Repeat the entries below in full, with every character unchanged.

# # #

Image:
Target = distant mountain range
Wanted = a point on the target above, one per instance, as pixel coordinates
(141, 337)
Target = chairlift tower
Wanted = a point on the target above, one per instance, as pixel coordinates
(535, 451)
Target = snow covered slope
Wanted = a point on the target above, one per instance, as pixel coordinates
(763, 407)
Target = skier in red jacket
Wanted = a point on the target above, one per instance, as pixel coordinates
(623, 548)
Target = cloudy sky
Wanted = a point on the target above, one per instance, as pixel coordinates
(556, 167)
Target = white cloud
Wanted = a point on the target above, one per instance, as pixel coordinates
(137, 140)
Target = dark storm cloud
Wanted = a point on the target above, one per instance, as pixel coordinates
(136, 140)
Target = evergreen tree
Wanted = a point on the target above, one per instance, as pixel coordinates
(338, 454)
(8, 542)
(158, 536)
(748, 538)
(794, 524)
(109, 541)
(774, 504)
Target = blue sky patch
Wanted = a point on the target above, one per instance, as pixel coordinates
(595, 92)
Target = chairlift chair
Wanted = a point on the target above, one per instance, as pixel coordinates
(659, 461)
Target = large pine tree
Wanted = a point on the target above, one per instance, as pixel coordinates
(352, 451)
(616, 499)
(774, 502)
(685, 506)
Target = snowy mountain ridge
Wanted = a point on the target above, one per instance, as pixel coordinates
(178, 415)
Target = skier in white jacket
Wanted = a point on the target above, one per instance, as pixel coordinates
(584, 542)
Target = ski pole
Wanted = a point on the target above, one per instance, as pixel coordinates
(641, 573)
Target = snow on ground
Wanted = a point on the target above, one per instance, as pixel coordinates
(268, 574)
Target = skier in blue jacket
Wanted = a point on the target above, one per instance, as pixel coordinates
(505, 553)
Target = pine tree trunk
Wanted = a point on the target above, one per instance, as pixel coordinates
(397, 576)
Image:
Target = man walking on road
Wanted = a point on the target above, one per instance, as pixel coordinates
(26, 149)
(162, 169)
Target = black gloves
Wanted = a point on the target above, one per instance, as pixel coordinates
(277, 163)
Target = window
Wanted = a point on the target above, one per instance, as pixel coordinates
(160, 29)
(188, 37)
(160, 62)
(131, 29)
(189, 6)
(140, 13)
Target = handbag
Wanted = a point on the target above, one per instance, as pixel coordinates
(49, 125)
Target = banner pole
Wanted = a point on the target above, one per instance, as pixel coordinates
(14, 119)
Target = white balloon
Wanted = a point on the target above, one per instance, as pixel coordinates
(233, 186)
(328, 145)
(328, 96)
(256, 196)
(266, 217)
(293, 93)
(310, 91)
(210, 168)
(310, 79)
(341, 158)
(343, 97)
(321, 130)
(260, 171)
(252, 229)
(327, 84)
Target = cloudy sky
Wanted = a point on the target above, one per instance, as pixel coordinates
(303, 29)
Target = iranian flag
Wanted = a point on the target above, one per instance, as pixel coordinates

# # #

▶ [Your response]:
Image:
Target = distant mountain range
Wanted = a point on the target above, one per instance, as pixel coordinates
(141, 337)
Target = chairlift tower
Wanted = a point on the target above, one per instance, as pixel coordinates
(535, 451)
Target = snow covered slope
Wanted = a point on the target above, one per instance, as pixel coordinates
(763, 407)
Target = skier in red jacket
Wanted = a point on the target above, one per instance, as pixel coordinates
(623, 548)
Target = cloudy sky
Wanted = a point on the target above, one per instance, as pixel coordinates
(556, 167)
Target = white cloud
Wanted = a point on the target above, one per instance, as pixel coordinates
(137, 140)
Target = dark storm cloud
Wanted = a point on the target above, one per instance, as pixel coordinates
(136, 140)
Target = evergreen tree
Wanted = a point on the target above, one per instance, as pixel coordinates
(338, 454)
(8, 542)
(158, 536)
(748, 538)
(794, 524)
(109, 541)
(774, 504)
Target = blue sky patch
Wanted = a point on the target above, one per instance, as pixel coordinates
(595, 92)
Target = chairlift chair
Wanted = a point on the target above, one per instance, as pixel coordinates
(659, 461)
Target = large pine tree
Wanted = a point on the target above, one per instance, as pixel coordinates
(352, 451)
(616, 499)
(774, 502)
(685, 506)
Target = snowy mountain ridge
Wanted = a point on the target above, one per instance, as pixel coordinates
(178, 415)
Target = skier in white jacket
Wanted = a point on the target above, one per instance, as pixel coordinates
(584, 542)
Target = ski pole
Wanted = a point on the target above, one per instance, as pixel coordinates
(641, 573)
Target = snow on ground
Wanted = a point on the target above, one per instance, as pixel coordinates
(268, 574)
Target = skier in blue jacket
Wanted = a point on the target above, one per instance, as pixel coordinates
(505, 553)
Target = pine tree trunk
Wanted = a point on the target above, one per instance, as pixel coordinates
(397, 576)
Image:
Target = man walking on road
Wanted = a point on the target above, one per instance, as pixel coordinates
(26, 149)
(162, 169)
Target = black gloves
Wanted = a point on the target above, one per instance, as pixel coordinates
(277, 163)
Target = window
Wanted = a point on the target above, one per instance, as pixel coordinates
(160, 29)
(188, 37)
(160, 62)
(131, 29)
(189, 6)
(140, 13)
Target = handbag
Wanted = a point on the target above, one per instance, as pixel coordinates
(49, 125)
Target = banner pole
Wanted = a point on the target above, one per instance, as pixel coordinates
(14, 119)
Target = white balloon
Wanted = a point on the target above, one per instance, as pixel coordinates
(233, 186)
(328, 145)
(328, 96)
(256, 196)
(266, 217)
(293, 93)
(310, 91)
(210, 168)
(310, 79)
(341, 158)
(343, 97)
(321, 130)
(260, 171)
(252, 229)
(327, 84)
Target = cloudy sky
Wanted = a point on the target above, one per instance, as pixel coordinates
(303, 29)
Target = iranian flag
Wanted = a point on the target above, one per instance, as pixel coordinates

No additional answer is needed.